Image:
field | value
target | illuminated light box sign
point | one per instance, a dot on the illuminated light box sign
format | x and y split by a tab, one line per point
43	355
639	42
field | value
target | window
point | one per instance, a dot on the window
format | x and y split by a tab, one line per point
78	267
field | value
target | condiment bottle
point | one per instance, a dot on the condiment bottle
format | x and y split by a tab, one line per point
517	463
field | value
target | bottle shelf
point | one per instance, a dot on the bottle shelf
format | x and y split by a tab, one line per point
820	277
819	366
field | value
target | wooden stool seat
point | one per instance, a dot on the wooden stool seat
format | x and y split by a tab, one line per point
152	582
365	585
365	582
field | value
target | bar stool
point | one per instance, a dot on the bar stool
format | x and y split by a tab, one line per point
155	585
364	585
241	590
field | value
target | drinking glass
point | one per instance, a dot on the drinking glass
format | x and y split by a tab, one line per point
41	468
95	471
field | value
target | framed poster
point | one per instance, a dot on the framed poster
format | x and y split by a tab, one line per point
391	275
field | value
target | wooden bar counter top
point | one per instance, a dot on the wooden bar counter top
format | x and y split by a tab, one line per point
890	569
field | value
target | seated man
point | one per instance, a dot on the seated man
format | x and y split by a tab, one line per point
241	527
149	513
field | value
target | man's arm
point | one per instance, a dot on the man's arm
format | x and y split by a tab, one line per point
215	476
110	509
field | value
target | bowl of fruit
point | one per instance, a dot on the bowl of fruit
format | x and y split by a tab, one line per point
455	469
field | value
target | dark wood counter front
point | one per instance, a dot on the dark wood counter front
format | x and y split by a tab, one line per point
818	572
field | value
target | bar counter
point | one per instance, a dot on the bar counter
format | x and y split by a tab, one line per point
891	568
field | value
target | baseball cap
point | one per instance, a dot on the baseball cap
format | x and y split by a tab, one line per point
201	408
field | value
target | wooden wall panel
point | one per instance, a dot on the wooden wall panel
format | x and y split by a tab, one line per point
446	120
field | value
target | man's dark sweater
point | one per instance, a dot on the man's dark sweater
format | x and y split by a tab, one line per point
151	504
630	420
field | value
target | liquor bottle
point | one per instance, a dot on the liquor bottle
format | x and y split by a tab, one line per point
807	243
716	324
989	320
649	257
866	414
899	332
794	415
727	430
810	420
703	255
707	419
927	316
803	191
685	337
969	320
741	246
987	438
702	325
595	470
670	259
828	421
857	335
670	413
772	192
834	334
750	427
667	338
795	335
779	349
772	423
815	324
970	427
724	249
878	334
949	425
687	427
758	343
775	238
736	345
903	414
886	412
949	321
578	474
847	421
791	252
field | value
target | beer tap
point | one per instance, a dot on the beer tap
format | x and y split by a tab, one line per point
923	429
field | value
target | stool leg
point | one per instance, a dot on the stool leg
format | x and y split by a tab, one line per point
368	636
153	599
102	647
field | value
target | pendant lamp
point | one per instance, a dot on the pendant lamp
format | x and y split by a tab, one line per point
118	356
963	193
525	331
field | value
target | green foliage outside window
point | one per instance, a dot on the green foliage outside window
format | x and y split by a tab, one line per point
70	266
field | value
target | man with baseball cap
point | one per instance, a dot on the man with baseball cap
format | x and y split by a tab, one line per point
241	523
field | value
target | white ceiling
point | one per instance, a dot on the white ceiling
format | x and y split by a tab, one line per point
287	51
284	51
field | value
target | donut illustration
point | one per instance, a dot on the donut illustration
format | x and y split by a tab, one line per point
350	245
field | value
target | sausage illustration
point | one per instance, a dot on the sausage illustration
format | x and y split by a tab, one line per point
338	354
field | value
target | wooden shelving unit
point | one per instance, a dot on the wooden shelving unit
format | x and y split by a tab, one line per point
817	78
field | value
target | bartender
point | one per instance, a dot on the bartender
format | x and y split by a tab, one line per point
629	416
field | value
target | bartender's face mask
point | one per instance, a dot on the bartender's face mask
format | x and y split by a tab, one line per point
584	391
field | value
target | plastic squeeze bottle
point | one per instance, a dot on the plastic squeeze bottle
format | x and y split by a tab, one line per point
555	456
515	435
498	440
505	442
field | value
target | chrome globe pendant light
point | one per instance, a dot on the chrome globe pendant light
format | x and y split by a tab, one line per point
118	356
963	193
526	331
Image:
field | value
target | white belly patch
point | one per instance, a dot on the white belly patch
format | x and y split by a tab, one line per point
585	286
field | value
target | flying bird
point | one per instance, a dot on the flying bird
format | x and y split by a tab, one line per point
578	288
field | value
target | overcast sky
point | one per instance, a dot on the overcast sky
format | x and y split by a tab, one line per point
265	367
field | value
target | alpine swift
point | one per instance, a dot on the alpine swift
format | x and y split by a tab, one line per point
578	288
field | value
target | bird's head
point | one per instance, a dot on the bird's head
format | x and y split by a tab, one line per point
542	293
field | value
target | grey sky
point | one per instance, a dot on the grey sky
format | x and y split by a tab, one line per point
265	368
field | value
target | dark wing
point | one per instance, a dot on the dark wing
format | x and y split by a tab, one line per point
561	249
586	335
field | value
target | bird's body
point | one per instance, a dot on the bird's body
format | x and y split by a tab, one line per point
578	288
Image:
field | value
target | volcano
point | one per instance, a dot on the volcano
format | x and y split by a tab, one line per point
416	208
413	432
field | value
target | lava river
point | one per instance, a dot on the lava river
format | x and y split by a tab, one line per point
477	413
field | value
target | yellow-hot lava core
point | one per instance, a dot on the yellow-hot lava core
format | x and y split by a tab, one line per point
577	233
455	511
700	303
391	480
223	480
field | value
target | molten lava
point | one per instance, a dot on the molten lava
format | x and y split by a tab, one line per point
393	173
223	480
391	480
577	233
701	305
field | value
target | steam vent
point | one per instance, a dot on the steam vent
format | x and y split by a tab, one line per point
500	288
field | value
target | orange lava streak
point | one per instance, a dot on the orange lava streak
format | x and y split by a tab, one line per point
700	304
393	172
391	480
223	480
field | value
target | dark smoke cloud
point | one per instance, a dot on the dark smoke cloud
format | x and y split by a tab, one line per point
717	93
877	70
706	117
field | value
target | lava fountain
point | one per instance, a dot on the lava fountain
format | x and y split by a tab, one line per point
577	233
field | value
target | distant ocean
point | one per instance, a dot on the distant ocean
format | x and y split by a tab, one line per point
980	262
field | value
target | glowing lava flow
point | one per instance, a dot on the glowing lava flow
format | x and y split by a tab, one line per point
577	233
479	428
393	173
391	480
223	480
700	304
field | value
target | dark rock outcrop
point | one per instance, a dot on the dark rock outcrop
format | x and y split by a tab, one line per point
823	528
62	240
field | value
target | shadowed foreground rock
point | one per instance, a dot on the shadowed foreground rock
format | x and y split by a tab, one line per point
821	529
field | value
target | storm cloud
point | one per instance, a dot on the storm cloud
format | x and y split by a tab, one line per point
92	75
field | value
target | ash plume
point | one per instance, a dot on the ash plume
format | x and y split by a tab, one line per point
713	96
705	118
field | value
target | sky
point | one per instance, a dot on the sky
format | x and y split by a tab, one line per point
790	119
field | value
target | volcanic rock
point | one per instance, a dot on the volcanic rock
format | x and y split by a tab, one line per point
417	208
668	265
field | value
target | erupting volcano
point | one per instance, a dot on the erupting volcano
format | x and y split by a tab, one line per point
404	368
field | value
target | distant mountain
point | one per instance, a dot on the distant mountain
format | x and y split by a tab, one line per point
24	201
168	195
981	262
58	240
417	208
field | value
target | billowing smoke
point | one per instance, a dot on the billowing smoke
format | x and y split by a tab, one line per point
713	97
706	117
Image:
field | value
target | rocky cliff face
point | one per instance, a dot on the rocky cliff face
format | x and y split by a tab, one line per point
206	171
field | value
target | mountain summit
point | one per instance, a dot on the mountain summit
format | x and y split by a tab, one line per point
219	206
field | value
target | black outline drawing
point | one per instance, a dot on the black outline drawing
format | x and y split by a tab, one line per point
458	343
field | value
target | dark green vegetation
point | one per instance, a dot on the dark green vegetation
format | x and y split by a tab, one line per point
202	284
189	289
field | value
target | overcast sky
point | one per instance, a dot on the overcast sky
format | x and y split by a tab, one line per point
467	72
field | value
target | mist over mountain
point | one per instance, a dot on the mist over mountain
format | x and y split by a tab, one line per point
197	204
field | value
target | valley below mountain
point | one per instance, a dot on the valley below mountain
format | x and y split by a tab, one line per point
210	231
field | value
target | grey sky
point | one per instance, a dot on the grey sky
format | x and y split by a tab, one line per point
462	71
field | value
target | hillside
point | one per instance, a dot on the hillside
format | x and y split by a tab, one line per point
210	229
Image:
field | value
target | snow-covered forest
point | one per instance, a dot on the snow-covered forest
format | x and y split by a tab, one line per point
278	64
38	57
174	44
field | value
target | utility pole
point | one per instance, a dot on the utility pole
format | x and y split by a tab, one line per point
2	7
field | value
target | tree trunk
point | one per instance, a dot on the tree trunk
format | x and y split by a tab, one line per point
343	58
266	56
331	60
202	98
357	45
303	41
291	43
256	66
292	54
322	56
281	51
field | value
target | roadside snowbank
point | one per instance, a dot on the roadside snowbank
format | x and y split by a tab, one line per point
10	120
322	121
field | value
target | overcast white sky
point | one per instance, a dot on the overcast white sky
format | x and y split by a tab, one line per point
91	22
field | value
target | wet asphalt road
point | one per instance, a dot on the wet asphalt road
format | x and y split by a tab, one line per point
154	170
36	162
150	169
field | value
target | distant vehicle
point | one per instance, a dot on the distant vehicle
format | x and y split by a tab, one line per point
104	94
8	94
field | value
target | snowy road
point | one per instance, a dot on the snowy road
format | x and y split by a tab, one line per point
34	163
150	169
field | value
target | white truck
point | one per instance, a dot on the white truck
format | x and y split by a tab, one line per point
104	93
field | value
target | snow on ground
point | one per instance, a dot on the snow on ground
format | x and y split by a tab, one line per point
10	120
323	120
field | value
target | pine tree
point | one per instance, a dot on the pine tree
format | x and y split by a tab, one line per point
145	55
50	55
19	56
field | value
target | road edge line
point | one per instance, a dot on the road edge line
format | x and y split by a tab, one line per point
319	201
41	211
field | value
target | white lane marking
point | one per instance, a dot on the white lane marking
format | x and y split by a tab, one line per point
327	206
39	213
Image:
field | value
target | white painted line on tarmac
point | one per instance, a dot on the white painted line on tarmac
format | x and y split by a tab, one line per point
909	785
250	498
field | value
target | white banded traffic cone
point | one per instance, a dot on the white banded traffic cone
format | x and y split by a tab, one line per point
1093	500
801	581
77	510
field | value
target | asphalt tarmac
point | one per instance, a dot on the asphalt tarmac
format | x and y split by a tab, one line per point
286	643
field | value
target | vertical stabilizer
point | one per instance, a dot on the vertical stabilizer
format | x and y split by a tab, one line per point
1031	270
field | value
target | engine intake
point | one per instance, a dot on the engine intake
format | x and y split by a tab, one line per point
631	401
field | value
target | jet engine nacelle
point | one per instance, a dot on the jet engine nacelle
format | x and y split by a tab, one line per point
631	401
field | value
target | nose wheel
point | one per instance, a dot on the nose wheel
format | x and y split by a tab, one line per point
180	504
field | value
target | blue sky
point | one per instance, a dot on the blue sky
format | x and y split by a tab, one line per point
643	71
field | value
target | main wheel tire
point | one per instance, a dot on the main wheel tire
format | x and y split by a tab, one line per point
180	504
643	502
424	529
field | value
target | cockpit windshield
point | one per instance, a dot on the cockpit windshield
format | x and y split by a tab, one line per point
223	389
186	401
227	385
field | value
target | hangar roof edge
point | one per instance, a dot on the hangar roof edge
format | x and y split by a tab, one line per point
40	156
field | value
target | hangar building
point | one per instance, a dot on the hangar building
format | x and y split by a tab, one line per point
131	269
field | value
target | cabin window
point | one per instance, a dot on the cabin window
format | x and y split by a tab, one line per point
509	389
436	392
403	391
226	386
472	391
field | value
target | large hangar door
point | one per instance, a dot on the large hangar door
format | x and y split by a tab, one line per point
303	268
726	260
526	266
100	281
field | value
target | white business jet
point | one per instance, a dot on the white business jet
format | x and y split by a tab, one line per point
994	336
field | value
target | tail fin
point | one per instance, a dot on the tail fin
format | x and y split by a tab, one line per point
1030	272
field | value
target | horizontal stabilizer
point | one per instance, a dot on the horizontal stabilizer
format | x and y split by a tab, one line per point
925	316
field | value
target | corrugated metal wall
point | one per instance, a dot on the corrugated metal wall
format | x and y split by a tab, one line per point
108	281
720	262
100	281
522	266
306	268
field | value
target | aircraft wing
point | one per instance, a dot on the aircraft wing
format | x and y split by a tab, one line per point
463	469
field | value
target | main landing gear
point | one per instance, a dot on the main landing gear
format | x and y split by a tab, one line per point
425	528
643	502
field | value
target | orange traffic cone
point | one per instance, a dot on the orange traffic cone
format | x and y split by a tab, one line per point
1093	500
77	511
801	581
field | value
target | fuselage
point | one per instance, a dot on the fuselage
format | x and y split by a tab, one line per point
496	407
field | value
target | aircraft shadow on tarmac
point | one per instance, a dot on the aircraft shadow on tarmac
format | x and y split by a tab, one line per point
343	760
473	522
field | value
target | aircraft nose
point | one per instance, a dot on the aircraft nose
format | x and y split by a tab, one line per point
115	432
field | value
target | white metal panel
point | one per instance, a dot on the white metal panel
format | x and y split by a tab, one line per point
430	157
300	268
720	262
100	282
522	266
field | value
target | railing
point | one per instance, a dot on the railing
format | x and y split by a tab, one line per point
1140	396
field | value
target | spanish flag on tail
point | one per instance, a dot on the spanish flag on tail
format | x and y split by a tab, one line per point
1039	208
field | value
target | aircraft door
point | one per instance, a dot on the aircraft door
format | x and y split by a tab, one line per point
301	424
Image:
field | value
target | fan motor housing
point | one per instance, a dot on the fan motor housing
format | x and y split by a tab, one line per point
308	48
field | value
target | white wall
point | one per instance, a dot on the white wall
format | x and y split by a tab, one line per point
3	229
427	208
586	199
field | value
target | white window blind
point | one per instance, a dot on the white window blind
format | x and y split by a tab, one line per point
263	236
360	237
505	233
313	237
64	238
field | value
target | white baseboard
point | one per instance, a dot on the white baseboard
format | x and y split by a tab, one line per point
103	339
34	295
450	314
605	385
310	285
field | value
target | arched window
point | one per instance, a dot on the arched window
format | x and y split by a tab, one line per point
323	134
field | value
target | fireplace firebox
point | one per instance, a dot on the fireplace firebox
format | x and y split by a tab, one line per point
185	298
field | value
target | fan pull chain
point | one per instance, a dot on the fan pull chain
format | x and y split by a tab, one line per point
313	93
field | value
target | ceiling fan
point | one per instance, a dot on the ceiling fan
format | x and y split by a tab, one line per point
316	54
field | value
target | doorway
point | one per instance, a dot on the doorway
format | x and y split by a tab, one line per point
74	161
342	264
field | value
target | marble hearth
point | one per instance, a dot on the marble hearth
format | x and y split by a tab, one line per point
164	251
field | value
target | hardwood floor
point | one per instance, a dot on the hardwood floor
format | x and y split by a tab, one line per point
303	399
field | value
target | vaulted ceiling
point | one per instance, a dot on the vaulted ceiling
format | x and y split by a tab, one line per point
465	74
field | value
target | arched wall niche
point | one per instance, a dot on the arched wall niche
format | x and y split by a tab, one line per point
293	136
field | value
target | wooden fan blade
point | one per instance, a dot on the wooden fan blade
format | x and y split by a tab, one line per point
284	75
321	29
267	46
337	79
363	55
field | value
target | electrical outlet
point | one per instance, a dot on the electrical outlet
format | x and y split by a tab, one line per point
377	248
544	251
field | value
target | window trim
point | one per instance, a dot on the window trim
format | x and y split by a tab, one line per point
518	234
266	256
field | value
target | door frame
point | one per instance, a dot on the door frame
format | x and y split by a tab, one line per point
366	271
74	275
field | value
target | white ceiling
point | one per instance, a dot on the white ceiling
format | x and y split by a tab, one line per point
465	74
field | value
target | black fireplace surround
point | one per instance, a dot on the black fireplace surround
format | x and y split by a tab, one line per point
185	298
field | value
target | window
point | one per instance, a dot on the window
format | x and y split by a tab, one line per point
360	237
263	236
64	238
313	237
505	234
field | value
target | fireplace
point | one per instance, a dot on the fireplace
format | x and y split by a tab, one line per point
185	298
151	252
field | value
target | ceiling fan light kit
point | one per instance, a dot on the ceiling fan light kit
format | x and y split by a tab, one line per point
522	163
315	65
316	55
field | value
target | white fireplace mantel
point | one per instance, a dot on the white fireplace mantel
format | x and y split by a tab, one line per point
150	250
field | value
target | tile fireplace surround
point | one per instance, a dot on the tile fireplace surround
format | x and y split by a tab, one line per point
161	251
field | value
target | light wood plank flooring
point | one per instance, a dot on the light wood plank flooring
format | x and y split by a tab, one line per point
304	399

------------------------------------------------------------------------

▶ [What needs to be done]
How many lines above contain the word "front"? Reply with the number alone.

▶ [Result below]
2